[[ Data for this exercise, beginning ]]

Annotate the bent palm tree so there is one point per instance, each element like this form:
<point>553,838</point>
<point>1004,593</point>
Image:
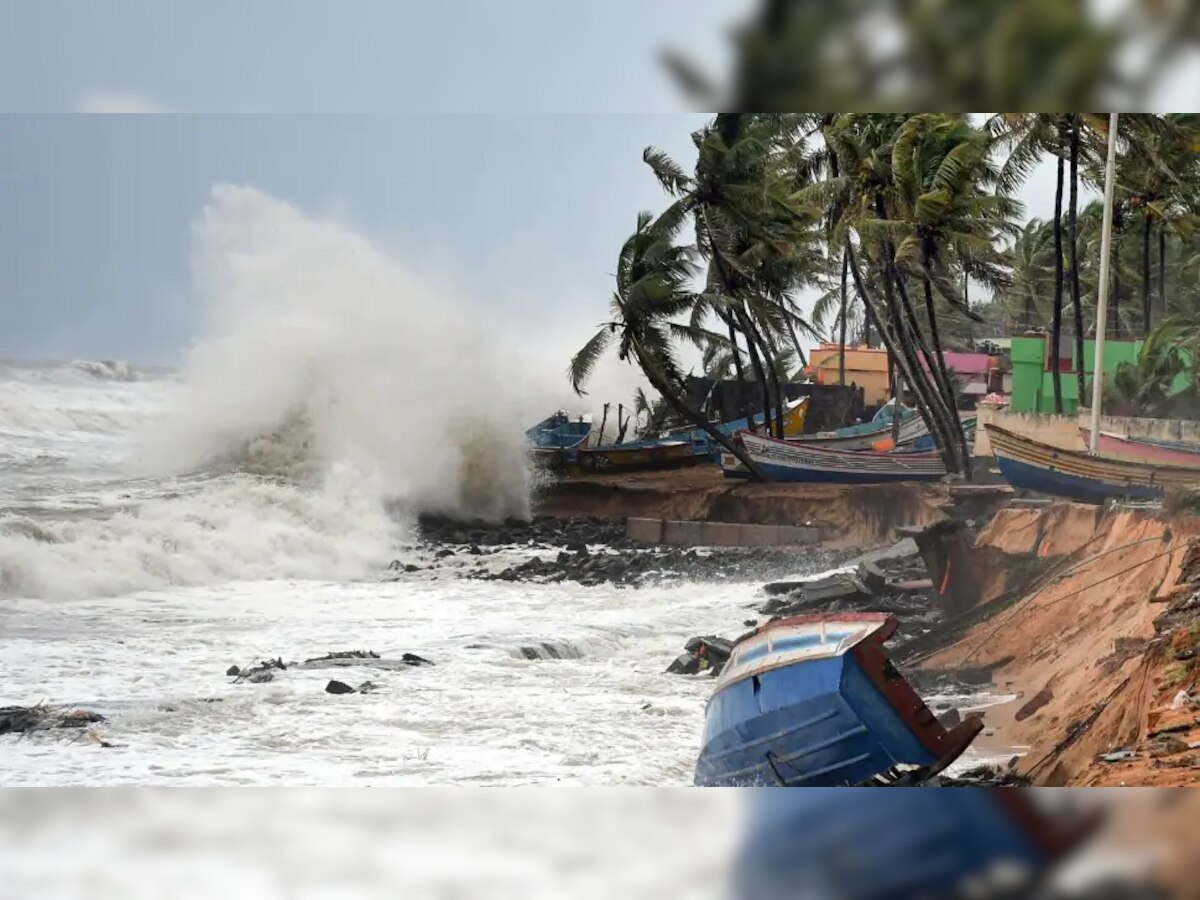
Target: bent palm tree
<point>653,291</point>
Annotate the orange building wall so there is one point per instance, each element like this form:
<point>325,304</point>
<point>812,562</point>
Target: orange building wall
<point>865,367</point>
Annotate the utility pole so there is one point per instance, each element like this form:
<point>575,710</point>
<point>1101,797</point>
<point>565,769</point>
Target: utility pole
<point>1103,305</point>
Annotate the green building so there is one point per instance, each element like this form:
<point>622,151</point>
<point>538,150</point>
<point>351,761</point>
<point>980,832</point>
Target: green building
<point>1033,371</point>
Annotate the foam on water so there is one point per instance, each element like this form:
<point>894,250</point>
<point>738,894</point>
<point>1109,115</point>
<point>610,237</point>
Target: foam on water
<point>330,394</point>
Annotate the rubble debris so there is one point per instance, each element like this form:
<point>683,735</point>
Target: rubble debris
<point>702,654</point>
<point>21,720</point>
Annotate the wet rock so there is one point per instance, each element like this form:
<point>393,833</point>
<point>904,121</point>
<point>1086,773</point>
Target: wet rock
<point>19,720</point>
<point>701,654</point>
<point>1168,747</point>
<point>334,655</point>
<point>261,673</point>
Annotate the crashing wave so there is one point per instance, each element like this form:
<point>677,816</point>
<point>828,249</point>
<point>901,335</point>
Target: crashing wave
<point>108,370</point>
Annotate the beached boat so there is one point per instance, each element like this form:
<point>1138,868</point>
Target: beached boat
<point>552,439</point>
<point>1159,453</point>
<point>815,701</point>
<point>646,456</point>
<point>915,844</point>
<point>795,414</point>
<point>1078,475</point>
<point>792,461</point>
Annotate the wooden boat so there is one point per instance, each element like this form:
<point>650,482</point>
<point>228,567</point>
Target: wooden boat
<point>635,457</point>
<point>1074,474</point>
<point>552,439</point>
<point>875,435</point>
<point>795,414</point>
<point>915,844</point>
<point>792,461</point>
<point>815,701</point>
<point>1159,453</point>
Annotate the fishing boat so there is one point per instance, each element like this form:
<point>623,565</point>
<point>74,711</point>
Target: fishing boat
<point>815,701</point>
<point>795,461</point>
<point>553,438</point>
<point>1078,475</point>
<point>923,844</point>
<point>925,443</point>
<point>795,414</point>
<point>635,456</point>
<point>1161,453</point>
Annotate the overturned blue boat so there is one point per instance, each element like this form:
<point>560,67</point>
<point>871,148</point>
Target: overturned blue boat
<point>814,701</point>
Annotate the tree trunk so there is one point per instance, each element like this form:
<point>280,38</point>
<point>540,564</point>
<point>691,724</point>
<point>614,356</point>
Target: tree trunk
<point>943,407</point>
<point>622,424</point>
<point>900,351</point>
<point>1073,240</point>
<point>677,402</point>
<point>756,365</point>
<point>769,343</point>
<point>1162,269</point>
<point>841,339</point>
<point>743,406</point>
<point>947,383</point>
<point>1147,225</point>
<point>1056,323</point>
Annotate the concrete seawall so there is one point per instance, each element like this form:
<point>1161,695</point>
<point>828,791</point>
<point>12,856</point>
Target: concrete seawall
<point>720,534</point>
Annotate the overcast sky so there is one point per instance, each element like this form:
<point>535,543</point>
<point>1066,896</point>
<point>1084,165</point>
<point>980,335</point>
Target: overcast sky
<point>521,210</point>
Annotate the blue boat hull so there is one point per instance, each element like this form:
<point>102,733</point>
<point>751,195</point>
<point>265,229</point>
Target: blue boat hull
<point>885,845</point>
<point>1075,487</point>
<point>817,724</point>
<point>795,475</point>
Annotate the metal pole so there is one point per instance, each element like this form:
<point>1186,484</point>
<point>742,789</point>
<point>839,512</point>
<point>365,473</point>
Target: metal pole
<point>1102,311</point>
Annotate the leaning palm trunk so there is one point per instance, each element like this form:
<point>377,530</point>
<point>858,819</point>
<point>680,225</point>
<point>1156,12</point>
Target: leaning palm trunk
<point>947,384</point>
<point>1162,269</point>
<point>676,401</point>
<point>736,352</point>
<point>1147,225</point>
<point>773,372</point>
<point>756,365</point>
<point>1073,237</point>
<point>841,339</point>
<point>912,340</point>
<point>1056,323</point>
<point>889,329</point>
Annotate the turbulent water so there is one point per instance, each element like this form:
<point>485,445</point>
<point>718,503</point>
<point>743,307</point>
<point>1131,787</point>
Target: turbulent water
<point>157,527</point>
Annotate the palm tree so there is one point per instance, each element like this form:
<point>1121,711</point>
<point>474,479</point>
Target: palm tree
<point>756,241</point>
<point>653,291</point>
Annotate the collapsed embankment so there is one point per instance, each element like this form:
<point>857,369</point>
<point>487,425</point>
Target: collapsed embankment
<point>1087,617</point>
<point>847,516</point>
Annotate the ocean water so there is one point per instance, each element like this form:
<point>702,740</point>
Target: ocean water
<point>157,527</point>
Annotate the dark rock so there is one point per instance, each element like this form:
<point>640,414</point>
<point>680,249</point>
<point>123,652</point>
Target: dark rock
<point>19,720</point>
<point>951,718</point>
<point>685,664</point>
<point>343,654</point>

[[ Data for this exercise, end ]]

- **Task to carry out**:
Treating the line with "<point>610,237</point>" as the last line to include, retype the records exactly from their first line, excluding pictures.

- **Output of the exercise**:
Annotate the bent palm tree so there is one point per instance, each element like this form:
<point>553,838</point>
<point>1004,593</point>
Image:
Target: bent palm tree
<point>653,291</point>
Annotate the orange building wall so there is one point per instance, each element like this form:
<point>325,304</point>
<point>812,562</point>
Target: orange building wall
<point>865,367</point>
Annotate the utility pole so there is one point per instance, each element like this form:
<point>575,710</point>
<point>1101,797</point>
<point>565,769</point>
Target: utility pole
<point>1103,305</point>
Annotate the green building so there is one point per instance, each element like this form:
<point>622,151</point>
<point>538,150</point>
<point>351,761</point>
<point>980,832</point>
Target: green building
<point>1033,371</point>
Annotate the foam on water so there is one point per instance, each element like this form:
<point>894,250</point>
<point>738,894</point>
<point>1109,115</point>
<point>610,237</point>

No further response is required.